INSTRUCTION:
Set out every one of the records below as a two-column CSV with the header row text,answer. Give one row per record, holding its text and its answer each in a single quoted field, with line breaks replaced by spaces.

= = = =

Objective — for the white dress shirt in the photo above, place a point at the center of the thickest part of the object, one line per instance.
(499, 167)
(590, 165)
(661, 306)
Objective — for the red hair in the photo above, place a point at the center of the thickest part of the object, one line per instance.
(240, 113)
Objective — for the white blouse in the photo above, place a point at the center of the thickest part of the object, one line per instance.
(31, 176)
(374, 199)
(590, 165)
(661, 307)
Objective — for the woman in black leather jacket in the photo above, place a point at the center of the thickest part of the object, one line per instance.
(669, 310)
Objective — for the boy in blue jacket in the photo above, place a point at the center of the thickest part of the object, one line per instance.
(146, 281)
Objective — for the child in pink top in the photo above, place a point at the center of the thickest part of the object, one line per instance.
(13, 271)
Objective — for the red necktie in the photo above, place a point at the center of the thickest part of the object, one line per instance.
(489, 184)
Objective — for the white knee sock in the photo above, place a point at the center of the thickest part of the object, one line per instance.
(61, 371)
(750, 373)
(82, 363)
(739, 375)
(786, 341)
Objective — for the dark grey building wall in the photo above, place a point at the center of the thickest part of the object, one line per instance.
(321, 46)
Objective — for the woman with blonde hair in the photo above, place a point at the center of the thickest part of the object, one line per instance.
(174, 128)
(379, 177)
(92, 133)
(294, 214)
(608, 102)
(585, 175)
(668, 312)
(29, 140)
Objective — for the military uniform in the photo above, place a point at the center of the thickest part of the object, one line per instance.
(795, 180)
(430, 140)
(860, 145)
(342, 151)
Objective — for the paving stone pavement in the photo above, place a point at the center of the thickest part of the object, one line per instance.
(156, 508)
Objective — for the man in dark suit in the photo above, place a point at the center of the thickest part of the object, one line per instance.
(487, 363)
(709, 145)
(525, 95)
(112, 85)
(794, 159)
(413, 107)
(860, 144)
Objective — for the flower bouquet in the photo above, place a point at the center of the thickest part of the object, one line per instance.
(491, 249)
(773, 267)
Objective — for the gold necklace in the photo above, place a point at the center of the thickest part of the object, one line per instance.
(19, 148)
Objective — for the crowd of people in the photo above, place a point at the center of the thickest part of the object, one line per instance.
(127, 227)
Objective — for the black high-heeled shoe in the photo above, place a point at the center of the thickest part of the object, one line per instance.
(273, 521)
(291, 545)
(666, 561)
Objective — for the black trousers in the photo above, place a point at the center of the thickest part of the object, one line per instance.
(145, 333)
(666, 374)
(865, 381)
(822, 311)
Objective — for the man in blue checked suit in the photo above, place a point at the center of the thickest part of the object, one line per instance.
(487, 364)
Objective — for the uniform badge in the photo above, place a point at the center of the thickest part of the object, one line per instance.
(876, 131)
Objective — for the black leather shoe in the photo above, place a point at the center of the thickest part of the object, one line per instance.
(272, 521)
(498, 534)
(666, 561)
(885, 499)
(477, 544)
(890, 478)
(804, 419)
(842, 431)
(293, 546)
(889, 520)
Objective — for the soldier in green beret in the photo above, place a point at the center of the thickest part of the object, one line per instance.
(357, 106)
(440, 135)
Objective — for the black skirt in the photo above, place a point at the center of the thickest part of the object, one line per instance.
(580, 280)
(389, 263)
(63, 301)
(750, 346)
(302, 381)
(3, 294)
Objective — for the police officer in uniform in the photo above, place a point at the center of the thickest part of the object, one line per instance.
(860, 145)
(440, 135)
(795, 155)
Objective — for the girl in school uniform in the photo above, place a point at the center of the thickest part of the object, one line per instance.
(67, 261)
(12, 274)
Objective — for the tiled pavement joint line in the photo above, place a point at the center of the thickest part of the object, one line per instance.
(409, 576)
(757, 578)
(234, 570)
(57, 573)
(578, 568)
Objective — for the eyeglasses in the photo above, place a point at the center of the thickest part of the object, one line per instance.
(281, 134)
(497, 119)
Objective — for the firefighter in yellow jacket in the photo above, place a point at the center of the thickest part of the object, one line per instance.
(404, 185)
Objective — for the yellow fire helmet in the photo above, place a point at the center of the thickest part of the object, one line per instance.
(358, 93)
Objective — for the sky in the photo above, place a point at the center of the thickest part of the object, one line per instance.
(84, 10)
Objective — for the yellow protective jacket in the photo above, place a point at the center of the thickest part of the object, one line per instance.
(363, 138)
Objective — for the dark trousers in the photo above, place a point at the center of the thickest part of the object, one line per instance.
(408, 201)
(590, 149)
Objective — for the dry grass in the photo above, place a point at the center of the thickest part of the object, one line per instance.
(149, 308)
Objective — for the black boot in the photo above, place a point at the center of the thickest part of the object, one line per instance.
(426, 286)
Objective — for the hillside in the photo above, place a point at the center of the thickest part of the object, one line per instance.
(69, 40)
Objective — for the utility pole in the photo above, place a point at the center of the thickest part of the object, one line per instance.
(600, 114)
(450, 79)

= = = =

TASK RESULT:
text,answer
"Objective — for the white dress shirt in the photo above, place a point at the center of the thickest part of the object, one line per instance.","(499, 167) (590, 165) (661, 306)"
"Objective — for the red hair in the photo above, place a point at the center of the thickest part of the object, one line per instance.","(240, 113)"
"Objective — for the white blouse in the photo above, place a point at the center of the thickest part of the object, one line per instance.","(31, 176) (374, 199) (590, 165) (661, 307)"
"Objective — for the woman in black leather jacket in the photo above, place a point at the center of the thickest part of the object, one line per instance.","(669, 310)"
"Objective — for the boy in blue jacket in the photo above, place a point at the center of the thickest part of the object, one line per instance.","(146, 281)"
"Objective — for the child in pink top in the photo above, place a point at the center of the thickest part of the object, one line per instance.","(13, 271)"
"Objective — for the red necktie in the photo above, place a point at the center of the thickest part of the object, one line per instance.","(489, 184)"
"Objective — for the white knee sock in the photo above, place a point at the center of the thickest part of the object, one line per instance.","(61, 371) (750, 373) (82, 363) (739, 375) (786, 341)"
"Objective — for the dark grey building wall in the photo above, place a point at the center of the thickest part of the object, one line per instance.","(321, 46)"
"Objective — for the woman with blonde hair in the photo above, place a point at the center of the thickest part of the object, one line per instance.","(174, 128) (379, 177) (92, 133) (294, 214) (608, 102) (585, 175) (668, 312) (29, 140)"
"Objective — for the military uniform in the photo above, place a point at the center of the thickest part of the object, one line per instance.","(795, 180) (430, 140) (860, 145) (342, 151)"
"Objective — for the paving stone pavement in the photo above, place a point at the center of the thickest part of the object, one line per instance.","(156, 508)"
"Objective — for the man in dark suit in the photo above, place a point at the center of the thickest part of the object, one line per instance.","(487, 363) (709, 145) (525, 95) (112, 85) (794, 159) (413, 107) (860, 144)"
"Objective — for the flower bouquet in the photo above, place a point at the center of the thickest part of the object, one line per instance.","(491, 249) (773, 267)"
"Objective — for the gold necklace in the photo above, place a point at the center of the thickest part of the object, one line per instance.","(19, 148)"
"Objective — for the crowd of people in the photo above, place a point at the center of the thickest part of the object, one line per instance.","(127, 227)"
"Objective — for the black high-heeled shoe in the photo above, place a point at the center of the thickest part of the object, one line per instance.","(273, 521) (291, 545) (666, 561)"
"Objective — for the black trousers in the photo above, place a point at the center of the thickest part of the object, one line per instance.","(145, 333) (666, 374) (865, 381) (822, 311)"
"Objective — for the man in blue checked suit in the photo above, place a point at the center of the thickest part of the object, one line per instance.","(487, 364)"
"Objective — for the uniform badge in the photo above, place a point at the center of the thickest part of the object, one line per instance.","(876, 131)"
"Objective — for the black leather shoe in the photo above, place a point at the center of the thickest part of the object, one line per instance.","(272, 521) (498, 534) (666, 561) (885, 499) (477, 544) (890, 478) (804, 419) (842, 431) (293, 546) (889, 520)"
"Objective — for the soldier in green beret in the photo above, place a point at the center of the thickest part of the object, one line per instance.","(357, 106) (440, 135)"
"Objective — for the black skirt in the photo above, place a point at the center of the thickest part of the object, one line per instance.","(580, 280) (389, 263) (63, 301) (750, 346) (302, 381) (3, 294)"
"Objective — for the police officer in uniform in the photo above, place a point at the center of the thickest part of the object, one line per instance.","(860, 145) (440, 135) (795, 155)"
"Objective — for the girl in school uniform in the photo above, place a point at the center of the thickest part of the object, one line per instance.","(67, 261) (12, 274)"
"Objective — for the tiled pavement joint line in the photo above, place a point at the center of the thickest part of the object, one line per instance.","(409, 576) (757, 578) (234, 570) (57, 573) (578, 568)"
"Objective — for the eyeglasses in the photo above, place a point at the center of the thickest part of the object, one line per instance.","(281, 134) (497, 119)"
"Objective — for the firefighter in yellow jacket in the photo above, place a point at the center of the thickest part of the object, one line per instance.","(404, 185)"
"Objective — for the yellow fire helmet in the photo above, place a point at the center of the thickest part of the object, one line per instance.","(358, 93)"
"Objective — for the sky in the photo above, place a point at the center of the thickest part of the object, one line per instance.","(84, 10)"
"Objective — for the yellow protective jacket in the photo above, place a point at the center of the thickest part of the object, one line per instance.","(363, 138)"
"Objective — for the dark trousers in the photo above, place a point at the center of the thickest part of the object, one line per instance.","(408, 201) (590, 149)"
"Objective — for the dry grass in the photo above, place a point at the center of the thickest part of the object, one line per instance.","(149, 308)"
"Objective — for the black boot in the photo above, place a point at the center of the thickest part of the object, one line per instance.","(426, 286)"
"Objective — for the hillside in the photo above, place a point at the center of the thickest part of the object, one line per instance.","(69, 40)"
"Objective — for the utility pole in the photo above, place a point at the center of the thickest part of the object, one line per instance.","(600, 114) (450, 79)"